Problem set:
a: Answer these questions from the passage on the positive-selection preprint:
(i) What is the title of the preprint?
(ii) What does the preprint present before its results and discussion?
(iii) What kind of null model do the authors use when identifying deviations of markers from expected allele frequency?
b: Carry the passage on the positive-selection preprint forward from its final sentence.

Passage provided:
____________

A week ago a very cool new preprint came out, Identifying loci under positive selection in complex population histories. It’s something that you can’t even imagine just ten years ago. The authors basically figure out ways to identify deviations of markers from expected allele frequency given a null neutral evolutionary model. The method is put first, which I really like, before getting to results or discussion. Additionally, they did a lot of simulation ahead of time. The sort of simulation that is really not possible before the sort of computational resources we have now.

____________

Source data
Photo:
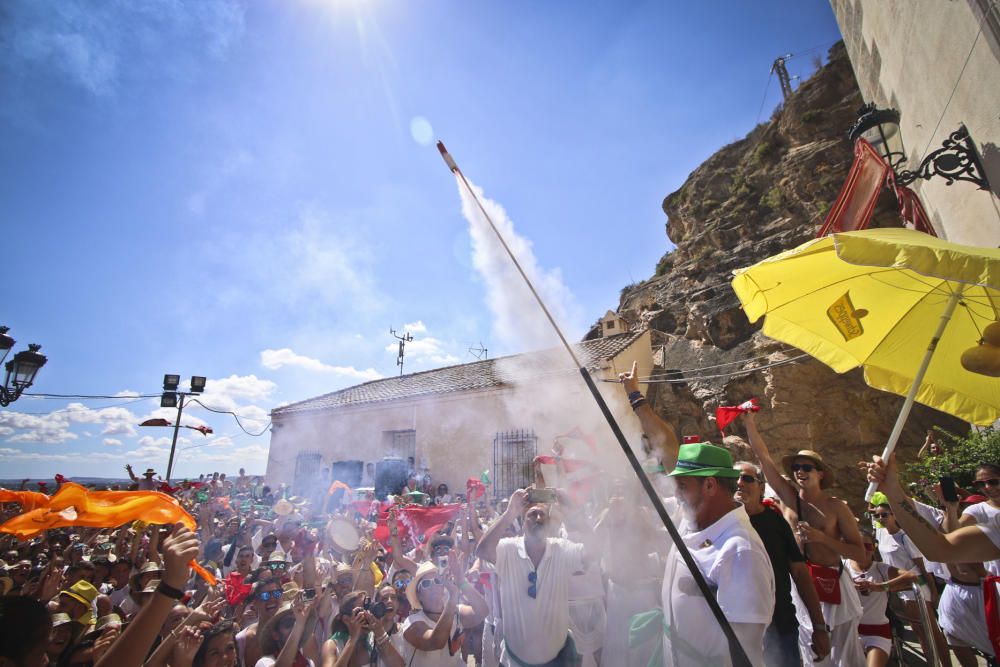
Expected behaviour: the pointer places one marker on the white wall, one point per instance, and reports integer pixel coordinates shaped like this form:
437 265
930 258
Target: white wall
910 54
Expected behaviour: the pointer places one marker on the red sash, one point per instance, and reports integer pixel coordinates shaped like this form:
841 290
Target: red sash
992 600
884 630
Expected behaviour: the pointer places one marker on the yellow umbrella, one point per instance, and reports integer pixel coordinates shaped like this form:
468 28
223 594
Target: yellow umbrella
900 303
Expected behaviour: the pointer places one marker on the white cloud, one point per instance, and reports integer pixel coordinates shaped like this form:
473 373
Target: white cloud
96 45
276 359
119 428
415 327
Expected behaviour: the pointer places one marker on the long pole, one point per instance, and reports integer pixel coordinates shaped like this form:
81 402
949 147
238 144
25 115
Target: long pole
737 653
911 396
173 445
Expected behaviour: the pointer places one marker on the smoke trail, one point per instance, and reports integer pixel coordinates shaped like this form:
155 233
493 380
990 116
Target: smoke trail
517 320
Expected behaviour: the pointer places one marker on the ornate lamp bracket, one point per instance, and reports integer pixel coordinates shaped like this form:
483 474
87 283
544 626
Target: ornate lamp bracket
956 160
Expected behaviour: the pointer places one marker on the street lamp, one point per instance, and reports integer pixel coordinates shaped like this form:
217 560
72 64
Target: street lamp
171 398
21 370
956 160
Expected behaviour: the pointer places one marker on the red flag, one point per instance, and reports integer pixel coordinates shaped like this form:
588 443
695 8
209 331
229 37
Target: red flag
474 489
725 415
416 520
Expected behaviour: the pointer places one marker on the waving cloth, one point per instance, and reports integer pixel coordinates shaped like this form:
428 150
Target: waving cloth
416 521
73 505
28 500
726 415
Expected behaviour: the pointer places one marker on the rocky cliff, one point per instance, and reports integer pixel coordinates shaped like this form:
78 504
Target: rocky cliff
755 198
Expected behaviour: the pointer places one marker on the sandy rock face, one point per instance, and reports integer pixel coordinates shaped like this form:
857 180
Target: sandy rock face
755 198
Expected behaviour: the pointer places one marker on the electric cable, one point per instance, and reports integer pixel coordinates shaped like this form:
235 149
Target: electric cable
235 416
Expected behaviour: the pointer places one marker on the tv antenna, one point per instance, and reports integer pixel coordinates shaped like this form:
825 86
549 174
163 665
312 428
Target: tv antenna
403 340
783 78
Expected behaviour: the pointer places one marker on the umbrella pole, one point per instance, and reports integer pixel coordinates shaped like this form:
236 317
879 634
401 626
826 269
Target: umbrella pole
918 379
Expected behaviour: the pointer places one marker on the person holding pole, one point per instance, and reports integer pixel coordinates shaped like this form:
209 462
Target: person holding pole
726 548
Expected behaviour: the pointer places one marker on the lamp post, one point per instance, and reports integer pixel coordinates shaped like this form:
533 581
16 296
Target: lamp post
21 370
956 160
172 398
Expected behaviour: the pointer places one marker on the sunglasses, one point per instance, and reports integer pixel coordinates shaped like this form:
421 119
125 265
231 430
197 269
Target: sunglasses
428 582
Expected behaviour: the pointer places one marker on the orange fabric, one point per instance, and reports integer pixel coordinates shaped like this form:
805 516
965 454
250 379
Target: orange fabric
28 500
73 505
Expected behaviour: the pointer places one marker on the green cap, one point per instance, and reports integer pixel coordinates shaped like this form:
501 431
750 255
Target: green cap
701 459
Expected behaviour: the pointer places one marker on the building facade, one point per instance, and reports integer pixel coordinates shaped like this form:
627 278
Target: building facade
456 422
938 63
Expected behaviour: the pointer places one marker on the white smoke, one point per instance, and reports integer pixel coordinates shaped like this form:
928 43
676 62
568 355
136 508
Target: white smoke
518 322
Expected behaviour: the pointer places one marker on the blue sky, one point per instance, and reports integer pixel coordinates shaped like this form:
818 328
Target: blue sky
248 190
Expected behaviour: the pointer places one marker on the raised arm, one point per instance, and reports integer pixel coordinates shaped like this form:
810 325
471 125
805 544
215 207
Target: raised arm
131 648
772 473
487 547
398 555
661 434
965 545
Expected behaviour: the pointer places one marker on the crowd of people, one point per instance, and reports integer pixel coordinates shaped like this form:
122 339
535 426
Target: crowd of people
775 571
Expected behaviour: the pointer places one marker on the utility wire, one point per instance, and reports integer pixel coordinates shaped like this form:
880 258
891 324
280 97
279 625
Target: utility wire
235 416
961 73
89 396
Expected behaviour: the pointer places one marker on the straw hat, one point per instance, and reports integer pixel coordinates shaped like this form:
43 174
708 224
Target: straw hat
425 570
82 591
60 619
815 457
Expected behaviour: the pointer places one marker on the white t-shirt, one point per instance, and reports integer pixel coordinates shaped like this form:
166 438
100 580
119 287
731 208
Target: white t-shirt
875 603
735 564
935 517
536 628
899 551
987 515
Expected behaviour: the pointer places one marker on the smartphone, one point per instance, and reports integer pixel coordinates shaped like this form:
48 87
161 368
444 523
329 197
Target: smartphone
545 495
948 491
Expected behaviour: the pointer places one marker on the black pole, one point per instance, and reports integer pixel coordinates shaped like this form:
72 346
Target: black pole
737 653
173 444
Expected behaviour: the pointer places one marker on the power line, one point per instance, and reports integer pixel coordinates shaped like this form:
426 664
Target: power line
89 396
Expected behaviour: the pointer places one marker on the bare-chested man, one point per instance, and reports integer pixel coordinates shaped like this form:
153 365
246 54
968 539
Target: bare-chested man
827 532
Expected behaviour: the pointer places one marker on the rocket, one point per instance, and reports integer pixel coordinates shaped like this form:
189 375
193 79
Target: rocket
448 159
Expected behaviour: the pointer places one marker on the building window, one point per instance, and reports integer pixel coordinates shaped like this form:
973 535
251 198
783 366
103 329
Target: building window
308 466
513 454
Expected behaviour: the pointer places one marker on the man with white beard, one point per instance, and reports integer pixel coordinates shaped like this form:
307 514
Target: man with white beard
723 543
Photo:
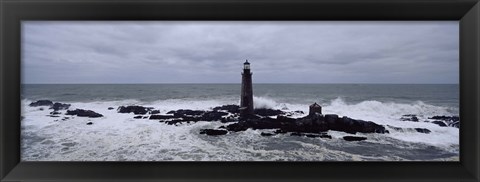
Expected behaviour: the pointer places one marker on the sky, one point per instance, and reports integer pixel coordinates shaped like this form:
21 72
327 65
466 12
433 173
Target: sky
214 51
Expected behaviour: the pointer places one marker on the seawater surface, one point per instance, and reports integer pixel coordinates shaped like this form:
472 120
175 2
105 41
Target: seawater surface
119 137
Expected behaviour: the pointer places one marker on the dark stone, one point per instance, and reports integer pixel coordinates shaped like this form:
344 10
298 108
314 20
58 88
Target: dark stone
54 113
41 103
309 124
185 112
228 119
440 123
84 113
213 132
59 106
318 136
409 117
213 116
296 134
446 118
266 134
134 109
155 112
422 130
161 117
229 108
354 138
267 112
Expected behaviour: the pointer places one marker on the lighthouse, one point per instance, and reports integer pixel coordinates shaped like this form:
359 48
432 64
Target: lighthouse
246 100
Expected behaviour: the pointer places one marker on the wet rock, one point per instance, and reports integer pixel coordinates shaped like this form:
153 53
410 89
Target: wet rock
267 112
84 113
446 118
440 123
310 124
213 116
422 130
41 103
161 117
354 138
213 132
409 117
228 119
54 113
134 109
318 136
296 134
266 134
59 106
230 108
155 112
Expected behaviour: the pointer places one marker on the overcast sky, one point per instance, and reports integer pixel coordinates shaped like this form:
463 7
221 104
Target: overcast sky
214 52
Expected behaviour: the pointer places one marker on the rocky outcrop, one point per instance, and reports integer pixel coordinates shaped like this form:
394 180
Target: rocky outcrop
409 117
354 138
310 124
59 106
134 109
84 113
41 103
213 132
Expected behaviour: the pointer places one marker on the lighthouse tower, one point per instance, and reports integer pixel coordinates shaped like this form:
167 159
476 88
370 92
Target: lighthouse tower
246 101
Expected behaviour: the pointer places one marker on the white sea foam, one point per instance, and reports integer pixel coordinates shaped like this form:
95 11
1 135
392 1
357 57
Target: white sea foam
118 136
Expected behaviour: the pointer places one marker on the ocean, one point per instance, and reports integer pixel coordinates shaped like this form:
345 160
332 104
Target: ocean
119 137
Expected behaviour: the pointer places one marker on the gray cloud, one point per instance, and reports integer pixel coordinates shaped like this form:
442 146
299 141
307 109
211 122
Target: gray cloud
213 52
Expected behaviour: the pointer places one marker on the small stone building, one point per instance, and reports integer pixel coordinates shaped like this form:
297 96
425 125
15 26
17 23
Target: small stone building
315 108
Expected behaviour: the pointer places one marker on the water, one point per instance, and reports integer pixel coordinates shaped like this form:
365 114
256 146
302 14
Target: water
119 137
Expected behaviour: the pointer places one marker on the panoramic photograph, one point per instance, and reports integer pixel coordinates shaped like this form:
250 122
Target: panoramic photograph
240 91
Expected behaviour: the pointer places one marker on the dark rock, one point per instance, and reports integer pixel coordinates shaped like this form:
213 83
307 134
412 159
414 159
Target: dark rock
185 112
409 117
161 117
213 116
354 138
155 112
41 103
213 132
266 134
267 112
59 106
309 124
229 108
54 113
316 136
440 123
422 130
84 113
228 119
446 118
134 109
296 134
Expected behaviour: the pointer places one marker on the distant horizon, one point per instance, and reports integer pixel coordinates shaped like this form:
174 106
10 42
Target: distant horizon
214 51
234 83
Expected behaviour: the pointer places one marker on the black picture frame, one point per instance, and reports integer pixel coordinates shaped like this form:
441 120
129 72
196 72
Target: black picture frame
467 12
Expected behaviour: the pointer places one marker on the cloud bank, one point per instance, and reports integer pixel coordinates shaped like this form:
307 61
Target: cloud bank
213 52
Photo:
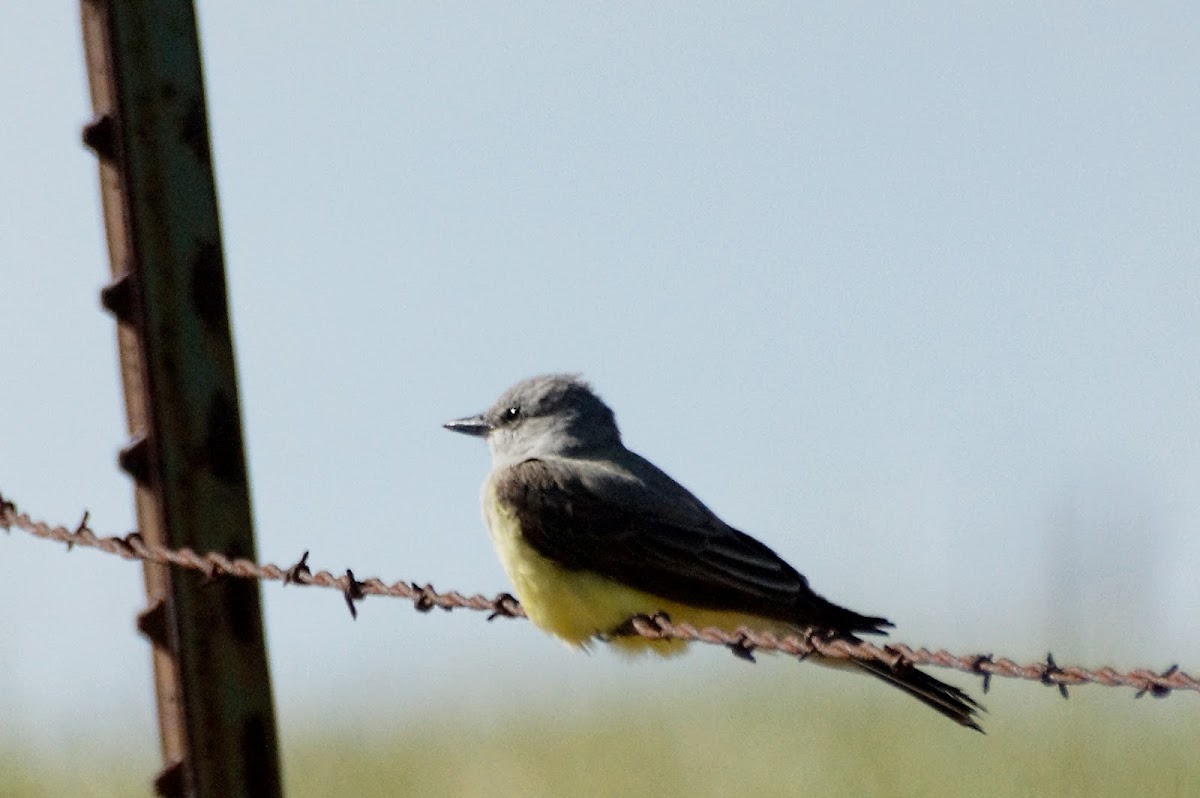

____________

Results of the exercise:
a:
(i) Identifying loci under positive selection in complex population histories
(ii) The method
(iii) A null neutral evolutionary model

b:
Here’s the abstract:
Detailed modeling of a species’ history is of prime importance for understanding how natural selection operates over time. Most methods designed to detect positive selection along sequenced genomes, however, use simplified representations of past histories as null models of genetic drift. Here, we present the first method that can detect signatures of strong local adaptation across the genome using arbitrarily complex admixture graphs, which are typically used to describe the history of past divergence and admixture events among any number of populations. The method – called Graph-aware Retrieval of Selective Sweeps (GRoSS) – has good power to detect loci in the genome with strong evidence for past selective sweeps and can also identify which branch of the graph was most affected by the sweep. As evidence of its utility, we apply the method to bovine, codfish and human population genomic data containing multiple population panels related in complex ways. We find new candidate genes for important adaptive functions, including immunity and metabolism in under-studied human populations, as well as muscle mass, milk production and tameness in particular bovine breeds. We are also able to pinpoint the emergence of large regions of differentiation due to inversions in the history of Atlantic codfish.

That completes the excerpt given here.